Text section:
== Segment start ==

The mobile theatres are due to provide cataract operations to more than 41,000 NHS patients in the next five years. One will tour the north of the country and the other the south, stopping in towns where a demand for their services has been identified.

GPs will be able to refer patients for operations using an airline-style booking system over the internet.

John Reid, the Secretary of State for Health, announced yesterday that the contract to run the mobile theatres had been awarded to Netcare, at a price said to be almost 10 per cent less than the comparable NHS cost. Netcare is South Africa's largest private healthcare organisation and runs 44 hospitals with 7,000 beds and 53 primary care centres.

It is already involved in four areas of the UK, and has undertaken 300 hip and knee operations in Southport, Merseyside, and almost 1,000 cataract operations in Morecambe Bay, Lancashire. All procedures are paid for by the NHS. Mr Reid said: "Targeting cataract removal means we are addressing a relatively simple procedure but one of the most common and widespread conditions.

"By touring the country the treatment centre provides NHS services where they are needed most and leaves the existing NHS facilities to concentrate on more complex activity."

That remark drew charges from the Liberal Democrats that the treatment centres - of which 80 are due to be up and running by 2005 - would cream off the easy and profitable operations, leaving the NHS to cope with the difficult, high- cost ones. Paul Burstow, Liberal Democrat health spokesman, said: "The test for diagnostic and treatment centres is whether they increase the health service's ability to treat more people. If the centres simply divert operations from existing NHS facilities and increase costs for the NHS then they will have failed."

Richard Friedland of Netcare said the two mobile theatres, accompanied by mobile ward units and out-patient facilities, would each treat 20 patients a day and be run by 36 doctors, nurses and anaesthetists brought to Britain from South Africa. They would operate six days a week throughout the year, except bank holidays.

"We will be operating to maximum efficiency on the road six days a week to keep costs down," he said. All medical staff would be fully qualified and selected in accordance with NHS regulations. Receptionists, call centre staff and computer operators would be recruited in the UK.

"We are very strictly bound by the contract not to employ anyone from the NHS or who has worked for the NHS in the previous six months. All our staff go through a very strict selection procedure and they are experienced ophthalmologists and anaesthetists." To prevent poaching of medical staff from South Africa, they would be employed on rotation, with contracts from a few weeks to six months - though in some cases that might be longer, he said.

== Segment end ==

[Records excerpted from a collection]
== Segment start ==

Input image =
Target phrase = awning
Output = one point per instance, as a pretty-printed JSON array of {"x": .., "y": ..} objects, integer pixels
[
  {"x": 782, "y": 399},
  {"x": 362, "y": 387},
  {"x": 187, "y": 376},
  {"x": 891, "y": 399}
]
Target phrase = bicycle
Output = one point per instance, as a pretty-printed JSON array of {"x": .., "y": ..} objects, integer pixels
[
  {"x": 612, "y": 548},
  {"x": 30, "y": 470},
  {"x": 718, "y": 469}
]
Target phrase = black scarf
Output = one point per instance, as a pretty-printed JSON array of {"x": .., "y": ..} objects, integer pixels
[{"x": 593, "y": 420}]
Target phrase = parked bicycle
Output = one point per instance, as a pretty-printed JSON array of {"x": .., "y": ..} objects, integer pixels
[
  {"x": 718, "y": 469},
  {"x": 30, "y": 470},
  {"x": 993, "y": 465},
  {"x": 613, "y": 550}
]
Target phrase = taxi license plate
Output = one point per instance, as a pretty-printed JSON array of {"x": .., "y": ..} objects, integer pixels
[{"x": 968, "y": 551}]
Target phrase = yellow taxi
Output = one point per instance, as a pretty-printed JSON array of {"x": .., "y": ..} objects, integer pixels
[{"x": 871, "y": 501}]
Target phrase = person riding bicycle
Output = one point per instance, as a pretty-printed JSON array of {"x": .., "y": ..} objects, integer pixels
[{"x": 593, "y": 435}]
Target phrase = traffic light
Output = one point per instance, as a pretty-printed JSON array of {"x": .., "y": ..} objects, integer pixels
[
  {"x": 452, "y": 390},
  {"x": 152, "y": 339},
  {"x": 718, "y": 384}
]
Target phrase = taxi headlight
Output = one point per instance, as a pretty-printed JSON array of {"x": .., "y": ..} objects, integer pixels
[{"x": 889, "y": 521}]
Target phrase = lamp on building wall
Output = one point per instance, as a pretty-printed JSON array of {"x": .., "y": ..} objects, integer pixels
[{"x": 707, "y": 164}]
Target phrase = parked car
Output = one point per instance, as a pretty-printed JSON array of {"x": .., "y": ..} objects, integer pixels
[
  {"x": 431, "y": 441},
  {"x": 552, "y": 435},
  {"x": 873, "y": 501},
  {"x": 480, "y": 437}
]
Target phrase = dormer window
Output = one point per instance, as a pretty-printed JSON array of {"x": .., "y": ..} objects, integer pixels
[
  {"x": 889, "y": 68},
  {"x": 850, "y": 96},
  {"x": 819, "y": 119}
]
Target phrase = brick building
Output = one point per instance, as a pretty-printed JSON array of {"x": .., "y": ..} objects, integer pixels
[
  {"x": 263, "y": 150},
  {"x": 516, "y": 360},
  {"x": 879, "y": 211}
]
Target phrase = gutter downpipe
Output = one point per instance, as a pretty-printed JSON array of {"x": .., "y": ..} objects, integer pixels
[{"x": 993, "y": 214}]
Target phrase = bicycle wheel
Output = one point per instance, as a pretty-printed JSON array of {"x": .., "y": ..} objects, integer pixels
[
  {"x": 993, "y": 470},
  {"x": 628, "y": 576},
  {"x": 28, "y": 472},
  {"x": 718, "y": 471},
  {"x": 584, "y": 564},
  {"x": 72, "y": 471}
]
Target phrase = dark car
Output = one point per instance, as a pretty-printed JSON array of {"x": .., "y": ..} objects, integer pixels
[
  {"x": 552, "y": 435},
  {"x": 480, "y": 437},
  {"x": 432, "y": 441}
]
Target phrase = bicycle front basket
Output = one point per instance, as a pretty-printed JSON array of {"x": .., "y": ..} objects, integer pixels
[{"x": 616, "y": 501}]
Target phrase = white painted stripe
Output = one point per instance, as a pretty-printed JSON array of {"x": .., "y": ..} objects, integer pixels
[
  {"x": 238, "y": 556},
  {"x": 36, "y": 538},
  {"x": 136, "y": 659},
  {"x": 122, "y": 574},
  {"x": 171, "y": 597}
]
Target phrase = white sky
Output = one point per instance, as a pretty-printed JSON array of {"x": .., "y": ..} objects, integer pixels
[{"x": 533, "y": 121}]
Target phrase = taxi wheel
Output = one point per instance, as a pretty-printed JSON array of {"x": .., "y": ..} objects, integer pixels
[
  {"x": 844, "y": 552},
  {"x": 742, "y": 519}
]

== Segment end ==

Assignment: Copy the portion of the article on the mobile cataract theatres between "John Reid, the" and "primary care centres.", inclusive.

Written solution:
John Reid, the Secretary of State for Health, announced yesterday that the contract to run the mobile theatres had been awarded to Netcare, at a price said to be almost 10 per cent less than the comparable NHS cost. Netcare is South Africa's largest private healthcare organisation and runs 44 hospitals with 7,000 beds and 53 primary care centres.